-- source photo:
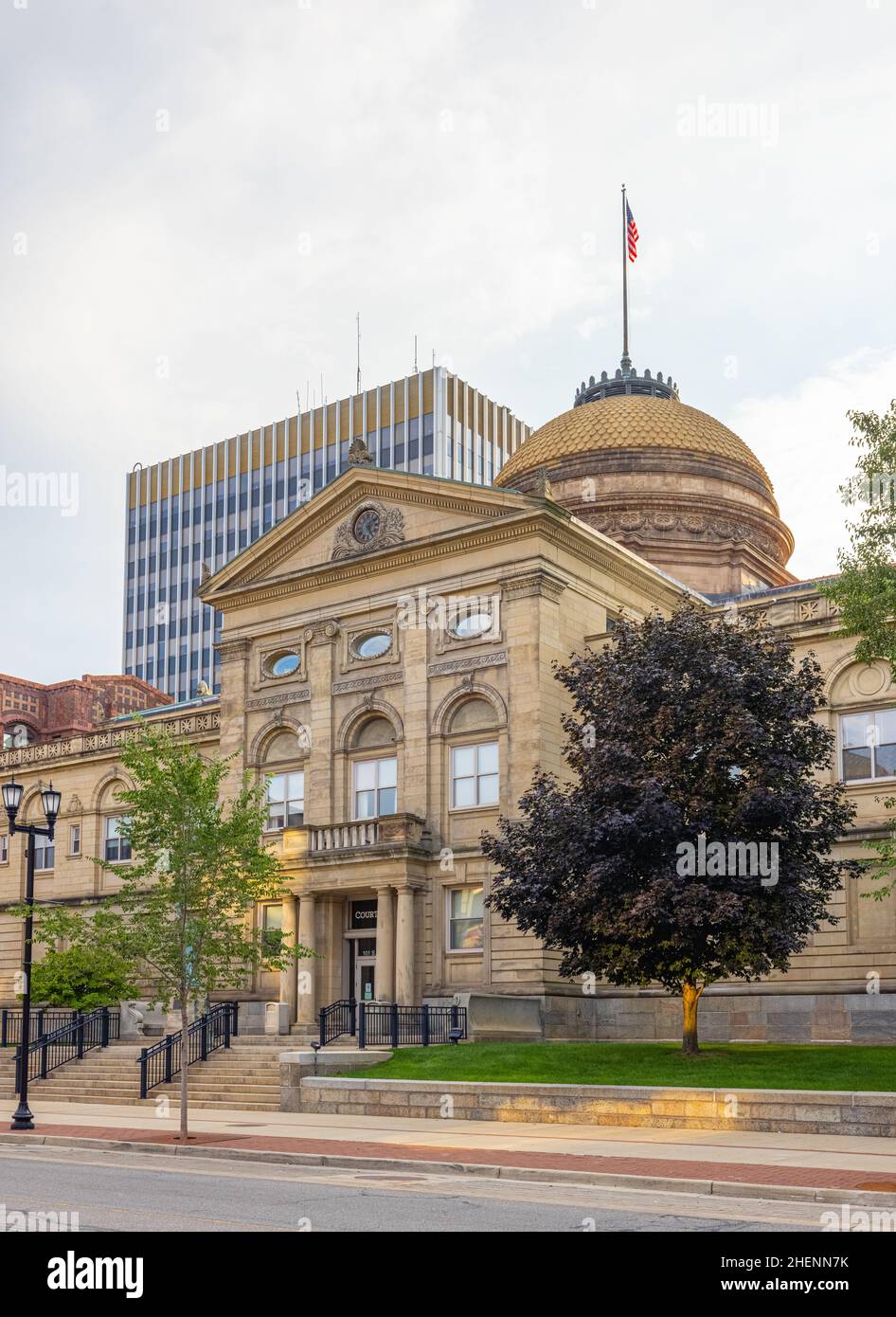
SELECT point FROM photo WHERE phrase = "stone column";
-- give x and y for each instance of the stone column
(288, 980)
(385, 945)
(305, 969)
(404, 947)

------

**WHAT YOU WILL DO**
Drop the pictures, then write out everything else in the records exactly.

**WRITTEN ANSWER**
-- source photo:
SELECT point FROM photo WHERE phrase = "stone column";
-- give x and y for each instance of the stone column
(288, 980)
(385, 945)
(305, 969)
(404, 947)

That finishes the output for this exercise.